### [TEXT BLOCK]
'''
Mommy’s Martini tagged me with a books meme last week. I’ve been kind of excited to do this one, because it’s right up my alley. I’m a complete and total book geek. Always have been. It’s rare that I’ll be reading just one book at a time. But this tag turned out to be a bit harder than it sounded, which is why I’m just now doing it …
With that, here are the rules:
1. List three books you’ve always meant to read, but haven’t gotten around to reading.
2. Share the two books that changed your life.
3. Recommend the one book you’ve been talking about since the very first day you’ve read it.
And here’s what I came up with.
Three Books I’ve Been Meaning To Read Forever
1. The Bible. One of these days I’ll finish it. I’ve probably started it seven or eight times over the course of my life. I’ve never been able to read the whole thing. God knows I’ve really tried. I’ve even tried it on CD in the car. Inevitably, I’ve found it’s more of a bullet-point experience, with me taking away key points that, depending on my situation at the time, resonate on some level. Which is better than nothing.
2. The World is Flat. This has been sitting by my bedside for a good 10 months. I’ve yet to tackle it. It’s all about “the great changes taking place in our time, as lightning-swift advances in technology and communications put people all over the globe in touch as never before …”
Part of the book includes “an explanation of ‘uploading’ as one of the 10 forces that are flattening the world, as blogging, open-source software, pooled knowledge projects like Wikipedia, and podcasting enable individuals to bring their experiences and opinions to the whole world.”
Wake up! That probably put some of you to sleep, but I find it fascinating.
3. The Abs Diet For Women. The book I need to read the most. Ugh. The book that’s been collecting dust alongside The World is Flat for a loooong time.
'''
### [BRIEF 1]
Reproduce the part of the books meme post starting with "Mommy’s Martini tagged" and going on through "changed your life.".
### [BRIEF 2]
In the books meme post, how long has The World is Flat been sitting by the writer's bedside?

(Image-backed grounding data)
'''
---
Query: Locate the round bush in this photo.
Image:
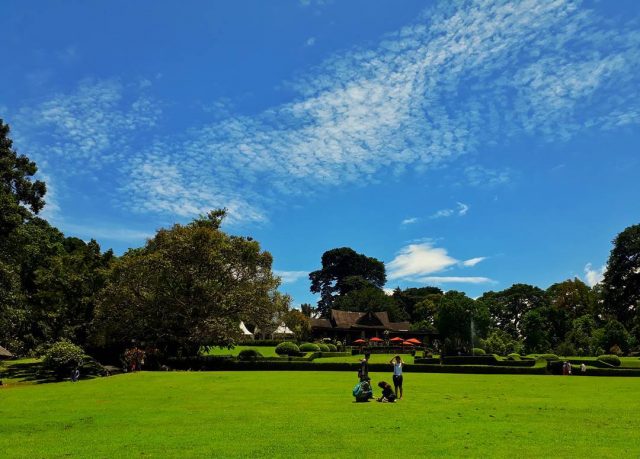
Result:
[238,349,262,361]
[300,343,320,352]
[42,340,85,379]
[598,354,621,367]
[276,341,300,355]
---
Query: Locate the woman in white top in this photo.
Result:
[389,355,404,400]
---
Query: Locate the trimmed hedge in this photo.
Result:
[442,355,498,365]
[299,343,320,352]
[598,354,621,367]
[238,349,262,361]
[276,341,300,355]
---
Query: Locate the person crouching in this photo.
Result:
[378,381,396,402]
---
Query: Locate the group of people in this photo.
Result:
[354,353,404,403]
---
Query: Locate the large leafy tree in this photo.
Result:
[0,118,46,235]
[603,224,640,328]
[478,284,548,339]
[435,290,489,353]
[309,247,387,317]
[95,211,288,356]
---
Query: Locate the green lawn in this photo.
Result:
[0,372,640,458]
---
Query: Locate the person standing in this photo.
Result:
[389,355,404,400]
[358,352,371,382]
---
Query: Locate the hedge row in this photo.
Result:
[164,359,546,374]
'''
### [TASK SOLUTION 1]
Mommy’s Martini tagged me with a books meme last week. I’ve been kind of excited to do this one, because it’s right up my alley. I’m a complete and total book geek. Always have been. It’s rare that I’ll be reading just one book at a time. But this tag turned out to be a bit harder than it sounded, which is why I’m just now doing it …
With that, here are the rules:
1. List three books you’ve always meant to read, but haven’t gotten around to reading.
2. Share the two books that changed your life.

### [TASK SOLUTION 2]
A good 10 months.